Avec l’injonction suivante : “Si tu es un homme voile tes femmes !” une actuelle campagne algérienne dévoile cruement la nature et le vrai discours de ce “choix”, sa prétendue “liberté”, l’ironie d’un “féminisme” sui generis (valeur retournée en son contraire)... injonction illustrée d’une photo d’un homme trônant avec femme et enfantes voilées, et campagne qui parait-il fait fureur (et terreur sur les femmes)

A quoi riposte une campagne tunisienne sous forme pétitionnaire (https://ldlltunisia.wordpress.com/…/toutes-en-mini-jupe-la…/) dont il est assuré que les thuriféraires de la liberté vestimentaire “choisie” ne vont pas s’emparer tant ils ont déserté déjà le terrain de la solidarité active avec les féministes de culture musulmane, avec les laïcs qui tentent de résister à la bigoterie, pour ne se préoccuper que du droit de porter “librement” le « vêtement » de son "choix”.

Que le racisme se colle en parasite détestable sur ce débat, est vrai, compliqué, mais la bigoterie n’est pas que simple affaire vestimentaire ni de liberté de culte. Elle est d’abord et avant tout une affaire de contrôle des populations, ce contre quoi combattent les féministes de culture musulmane et les partisans de la séparation de la religion et de l’Etat, féministes invisibilisées d’ailleurs dans notre pays et carrément en butte aux violences mortifères dans les pays arabes. On cherche par exemple de la part des courants en lutte contre l’islamophobie un soutien actif à la journaliste de Charlie !

La remontée mondiale des bigoteries n’est pas l’apanage de l’Islam qu’on stigmatiserait comme religion attardée, ayant ses “Lumières” à faire, sa Réforme et tutti quanti. Jean-Paul II a été le héraut catholique romain d’un réarmement aussi fondamentaliste et a effectué son nettoyage de certaines églises “progressistes” comme de l’épiscopat, restauré un corps de doctrine à peine dépoussiéré, développé les cultes les plus sentimentaux (miracles, saints etc), et a tenté de reconstruire un appareil de combat qui, s’il en perd quand même beaucoup, n’a renoncé à rien. Il n’est que de voir la bataille du mariage pour tous en France ou contre l’avortement en Espagne, et les contorsions désespérées contre l’homosexualité.

Les sectes évangéliques protestantes prospèrent (dont le pseudo laïcisme d’Etat français se garde bien de faire un sujet alors qu’il développe rapidement une emprise sectaire dans les quartiers populaires et les populations précarisées). Elles mènent à travers le monde à coups de dollars US une vraie croisade de réarmement moral et d’expansion obscurantiste autant qu’autoritaire autour du créationisme, de l’homophobie, du différentialisme sexiste et de la lutte contre l’avortement (souvent de plus sionistes et anti Islam). Elles nourrissent des dictatures et des milices racistes ou religieuses en Afrique par exemple et alimentent des guerres civiles.

-=-=-=-=-

• _Consignes_
1) Les affirmations suivantes concordent-elles avec l’extrait ? Répondez par oui ou par non en citant à chaque fois les mots de l’extrait qui tranchent. (a) La campagne tunisienne prend la forme d’une pétition. (b) La remontée mondiale des bigoteries est propre à l’Islam. (c) Les sectes évangéliques financent leur croisade en euros.
2) Recopiez textuellement le passage de l’extrait qui débute aux mots « Que le racisme » et s’achève après les mots « journaliste de Charlie ! ».

• _Données fournies_

-=-=-=-=-

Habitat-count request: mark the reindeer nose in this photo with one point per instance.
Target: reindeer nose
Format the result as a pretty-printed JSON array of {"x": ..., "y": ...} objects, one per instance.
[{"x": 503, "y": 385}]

-=-=-=-=-

• _Corrigé_
1)
(a) Oui : « une campagne tunisienne sous forme pétitionnaire »
(b) Non : « La remontée mondiale des bigoteries n’est pas l’apanage de l’Islam »
(c) Non : « à coups de dollars US »

2)
Que le racisme se colle en parasite détestable sur ce débat, est vrai, compliqué, mais la bigoterie n’est pas que simple affaire vestimentaire ni de liberté de culte. Elle est d’abord et avant tout une affaire de contrôle des populations, ce contre quoi combattent les féministes de culture musulmane et les partisans de la séparation de la religion et de l’Etat, féministes invisibilisées d’ailleurs dans notre pays et carrément en butte aux violences mortifères dans les pays arabes. On cherche par exemple de la part des courants en lutte contre l’islamophobie un soutien actif à la journaliste de Charlie !